> [WHAT THE TASK REQUIRES]:
Convert every line of the entries below into a numbered list, skipping blank lines. Leave the pictures out.

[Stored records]
## begin

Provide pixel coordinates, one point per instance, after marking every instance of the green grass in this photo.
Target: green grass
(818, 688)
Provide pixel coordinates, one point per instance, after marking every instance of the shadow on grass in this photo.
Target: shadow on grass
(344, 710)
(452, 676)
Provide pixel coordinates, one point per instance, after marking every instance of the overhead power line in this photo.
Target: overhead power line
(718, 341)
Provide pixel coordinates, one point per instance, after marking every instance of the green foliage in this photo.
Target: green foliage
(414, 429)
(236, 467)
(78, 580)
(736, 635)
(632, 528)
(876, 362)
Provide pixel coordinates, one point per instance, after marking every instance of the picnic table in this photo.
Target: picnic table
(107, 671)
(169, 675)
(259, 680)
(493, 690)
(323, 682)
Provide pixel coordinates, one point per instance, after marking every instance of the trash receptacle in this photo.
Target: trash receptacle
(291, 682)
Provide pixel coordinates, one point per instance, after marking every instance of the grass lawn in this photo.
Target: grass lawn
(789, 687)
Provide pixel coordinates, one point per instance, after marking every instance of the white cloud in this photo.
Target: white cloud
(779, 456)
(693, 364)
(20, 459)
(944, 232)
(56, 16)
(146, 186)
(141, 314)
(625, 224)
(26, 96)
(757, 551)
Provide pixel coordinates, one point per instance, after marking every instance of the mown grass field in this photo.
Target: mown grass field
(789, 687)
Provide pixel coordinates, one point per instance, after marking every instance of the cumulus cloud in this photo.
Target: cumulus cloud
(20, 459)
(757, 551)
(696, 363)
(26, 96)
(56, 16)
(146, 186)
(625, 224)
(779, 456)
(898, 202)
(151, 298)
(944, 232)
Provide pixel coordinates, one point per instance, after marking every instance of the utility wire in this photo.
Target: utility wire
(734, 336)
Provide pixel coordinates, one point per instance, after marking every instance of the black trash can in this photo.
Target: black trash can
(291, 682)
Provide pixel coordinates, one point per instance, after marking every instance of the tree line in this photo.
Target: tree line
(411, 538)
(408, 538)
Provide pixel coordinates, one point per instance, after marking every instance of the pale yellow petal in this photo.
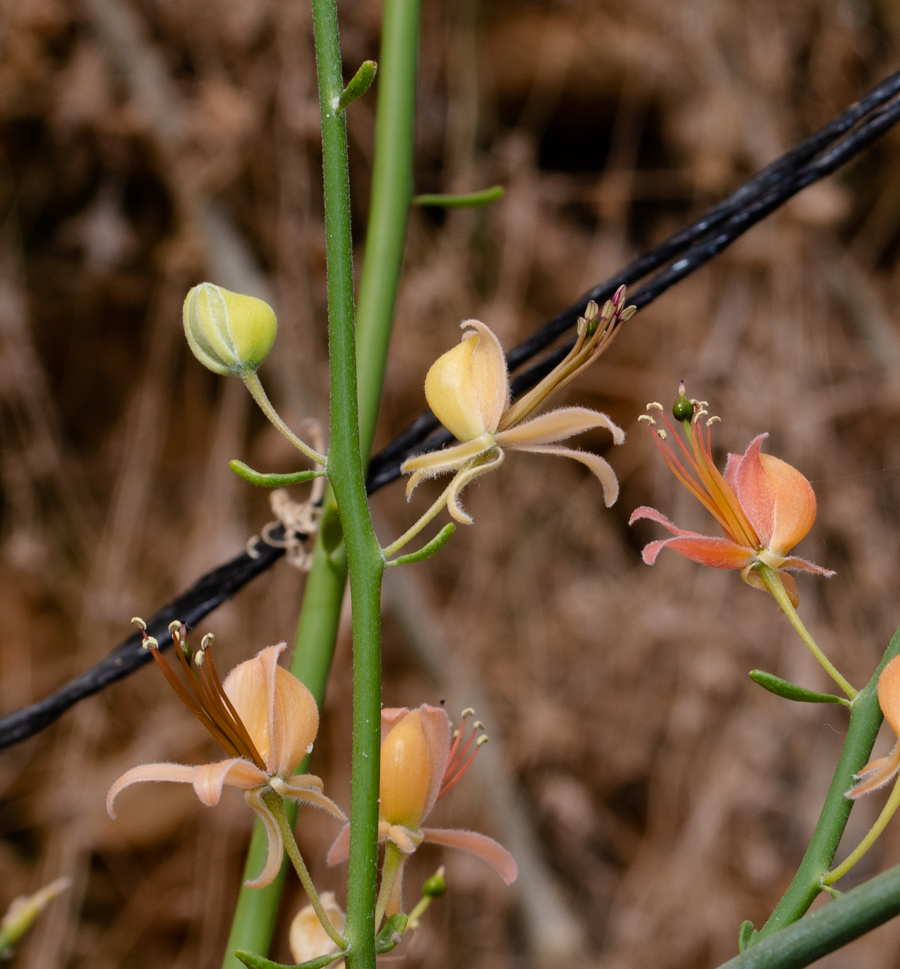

## end

> [SOLUTION TO THIS PROBLEM]:
1. Provide pixel coordinates, one point per instance, after marking every instance of the green grass in this photo.
2. Target: green grass
3. (818, 688)
4. Provide pixel coordinates, one point per instance, after marking every instance of the shadow on grass in this photo.
5. Target: shadow on grass
6. (344, 710)
7. (452, 676)
8. Provide pixel coordinates, one point per instance, after marking every instance of the overhead power line in this photo.
9. Target: overhead power line
10. (718, 341)
11. Provide pixel coordinates, one point per instance, after marking every instance of the green foliage in this photo.
12. Target: green foliage
13. (414, 429)
14. (236, 467)
15. (78, 580)
16. (736, 635)
17. (632, 528)
18. (876, 362)
19. Provide pixel coordinates, one point per instance, after marking every instance of the picnic table in this photo.
20. Target: picnic table
21. (107, 671)
22. (169, 675)
23. (259, 680)
24. (493, 690)
25. (323, 682)
26. Provide pixel coordinates, one point per instance, after marking every instance of the trash receptacle in this photo.
27. Target: trash receptacle
28. (291, 682)
29. Provide pixel coordinates, one point per instance, after marking every instance of the grass lawn in this photo.
30. Target: grass lawn
31. (789, 687)
32. Provide pixel coordinates, one point per instance, after marking every instance of the white cloud in this photo.
33. Target: white cloud
34. (779, 456)
35. (693, 364)
36. (20, 459)
37. (944, 232)
38. (56, 16)
39. (146, 186)
40. (141, 314)
41. (625, 224)
42. (26, 96)
43. (757, 551)
44. Provide pixel coordinates, one point per instance, after marking every instance of the mown grass field in this photo.
45. Target: mown grass field
46. (789, 687)
47. Provide pixel coordinates, one point per instance, after marking every instance of the cumulus cloud in this photo.
48. Target: cumulus cloud
49. (20, 459)
50. (757, 551)
51. (696, 363)
52. (26, 96)
53. (56, 16)
54. (146, 186)
55. (625, 224)
56. (779, 456)
57. (898, 202)
58. (151, 298)
59. (944, 232)
60. Provide pixel coordinates, one point per instance, after marking every instance of the utility wire in this photo.
61. Target: utility wire
62. (734, 336)
63. Provide pixel coordinates, one point per instance, after marking every instance of the black trash can in this photo.
64. Target: black trash can
65. (291, 682)
66. Provide pixel coordinates, one point per instance, after marking every instance of the tree line in this photo.
67. Target: tree line
68. (411, 538)
69. (408, 538)
70. Provide pixel coordinates, one point per instance, after marking every instance of the pale yellow petal in this photo.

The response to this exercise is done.